Written problem
According to the atomic ref counting post, where did the message first appear?
— Begin Selected passage —
Atomic Ref Counting

Sun Nov 21 18:03:52 PST 2010

On Sunday 21 November 2010 17:59:35 dsimcha wrote:
> This message originally appeared on the Phobos list, but I've grown
> impatient waiting for responses and decided it needs to see a wider
> audience:
> 
> Now that I have time, I did some benchmarks of atomic ref counting.  It is
> somewhat expensive, but not obscenely so.  Here's my benchmark:
> 
> import std.stdio, std.datetime, std.container;
> 
> void main() {
>     Array!uint arr;
>     arr.length = 4;
> 
>     auto sw = StopWatch(autoStart);
>     foreach(i; 0..10_000_000) {
>         auto arr2 = arr;
>     }
> 
>     writeln(sw.peek.milliseconds);
> }
> 
> Here's a diff of std.typecons:
> 
> Index: typecons.d
> ===================================================================
> --- typecons.d    (revision 2181)
> +++ typecons.d    (working copy)
> @@ -2328,7 +2328,16 @@
>      this(this)
— End Selected passage —
— Begin Record set —
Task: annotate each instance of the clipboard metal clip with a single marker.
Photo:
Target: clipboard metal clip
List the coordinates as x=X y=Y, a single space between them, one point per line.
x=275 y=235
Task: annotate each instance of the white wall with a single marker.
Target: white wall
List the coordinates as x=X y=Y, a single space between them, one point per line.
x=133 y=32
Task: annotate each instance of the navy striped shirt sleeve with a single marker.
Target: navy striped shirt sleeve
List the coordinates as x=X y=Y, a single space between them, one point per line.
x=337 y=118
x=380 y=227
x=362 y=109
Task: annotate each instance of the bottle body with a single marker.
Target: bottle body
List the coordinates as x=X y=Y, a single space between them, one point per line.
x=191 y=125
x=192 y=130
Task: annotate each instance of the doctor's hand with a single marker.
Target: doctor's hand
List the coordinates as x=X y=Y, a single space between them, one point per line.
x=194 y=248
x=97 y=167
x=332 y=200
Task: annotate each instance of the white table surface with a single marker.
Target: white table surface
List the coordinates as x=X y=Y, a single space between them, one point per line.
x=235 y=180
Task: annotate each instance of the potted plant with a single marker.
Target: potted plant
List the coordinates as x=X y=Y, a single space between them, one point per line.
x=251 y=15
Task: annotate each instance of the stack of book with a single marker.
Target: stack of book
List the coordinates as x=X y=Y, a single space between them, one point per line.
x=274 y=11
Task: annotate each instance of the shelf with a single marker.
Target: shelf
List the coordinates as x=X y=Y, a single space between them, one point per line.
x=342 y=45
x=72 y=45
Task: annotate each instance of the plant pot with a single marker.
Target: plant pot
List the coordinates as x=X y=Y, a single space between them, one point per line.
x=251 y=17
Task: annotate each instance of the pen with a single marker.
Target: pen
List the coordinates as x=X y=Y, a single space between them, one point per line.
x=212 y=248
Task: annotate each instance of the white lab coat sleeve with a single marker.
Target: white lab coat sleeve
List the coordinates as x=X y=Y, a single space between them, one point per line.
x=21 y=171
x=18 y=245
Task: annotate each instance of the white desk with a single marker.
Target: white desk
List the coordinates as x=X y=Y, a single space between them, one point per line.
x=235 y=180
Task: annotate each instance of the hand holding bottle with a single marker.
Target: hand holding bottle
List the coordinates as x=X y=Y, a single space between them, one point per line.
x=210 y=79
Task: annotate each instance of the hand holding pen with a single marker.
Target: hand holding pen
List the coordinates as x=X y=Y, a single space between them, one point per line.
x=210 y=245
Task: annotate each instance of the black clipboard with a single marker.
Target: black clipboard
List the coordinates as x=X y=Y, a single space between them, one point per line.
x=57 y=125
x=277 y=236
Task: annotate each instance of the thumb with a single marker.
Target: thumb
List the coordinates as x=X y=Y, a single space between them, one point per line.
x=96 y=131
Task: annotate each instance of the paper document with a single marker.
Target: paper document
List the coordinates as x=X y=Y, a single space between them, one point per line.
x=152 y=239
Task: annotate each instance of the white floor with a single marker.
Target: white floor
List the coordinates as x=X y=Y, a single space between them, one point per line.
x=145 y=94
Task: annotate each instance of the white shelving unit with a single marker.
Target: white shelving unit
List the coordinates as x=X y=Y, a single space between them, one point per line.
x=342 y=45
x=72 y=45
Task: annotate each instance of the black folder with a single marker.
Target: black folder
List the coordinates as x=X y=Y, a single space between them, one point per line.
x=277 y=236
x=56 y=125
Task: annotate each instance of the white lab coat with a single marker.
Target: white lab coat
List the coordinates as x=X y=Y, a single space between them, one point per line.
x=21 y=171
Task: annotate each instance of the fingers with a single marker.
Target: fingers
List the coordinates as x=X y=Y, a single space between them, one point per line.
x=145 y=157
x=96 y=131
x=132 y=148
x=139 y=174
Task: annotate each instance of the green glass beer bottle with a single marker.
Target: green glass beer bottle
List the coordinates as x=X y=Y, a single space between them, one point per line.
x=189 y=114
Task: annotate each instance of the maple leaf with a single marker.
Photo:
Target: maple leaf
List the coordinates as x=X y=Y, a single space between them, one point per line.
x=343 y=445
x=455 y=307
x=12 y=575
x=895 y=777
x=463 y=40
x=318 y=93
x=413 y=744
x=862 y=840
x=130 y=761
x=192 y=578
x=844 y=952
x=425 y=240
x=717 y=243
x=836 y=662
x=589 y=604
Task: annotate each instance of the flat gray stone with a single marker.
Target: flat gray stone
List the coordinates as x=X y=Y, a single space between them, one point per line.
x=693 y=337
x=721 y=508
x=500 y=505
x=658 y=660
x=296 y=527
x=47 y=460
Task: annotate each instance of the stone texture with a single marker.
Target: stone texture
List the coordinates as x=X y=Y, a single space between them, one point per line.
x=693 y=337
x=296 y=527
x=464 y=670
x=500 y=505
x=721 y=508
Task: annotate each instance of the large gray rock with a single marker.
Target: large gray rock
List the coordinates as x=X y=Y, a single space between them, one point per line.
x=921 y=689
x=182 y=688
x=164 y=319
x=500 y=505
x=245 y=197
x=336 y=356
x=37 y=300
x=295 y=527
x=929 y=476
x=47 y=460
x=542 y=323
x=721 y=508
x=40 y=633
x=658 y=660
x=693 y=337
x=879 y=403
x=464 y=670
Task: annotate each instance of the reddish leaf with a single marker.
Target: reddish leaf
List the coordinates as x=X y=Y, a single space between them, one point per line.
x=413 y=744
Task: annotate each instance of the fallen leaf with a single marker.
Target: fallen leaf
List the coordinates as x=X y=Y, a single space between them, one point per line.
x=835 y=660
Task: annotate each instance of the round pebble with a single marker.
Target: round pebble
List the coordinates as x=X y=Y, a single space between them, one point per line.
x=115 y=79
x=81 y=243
— End Record set —
Task output
On the Phobos list.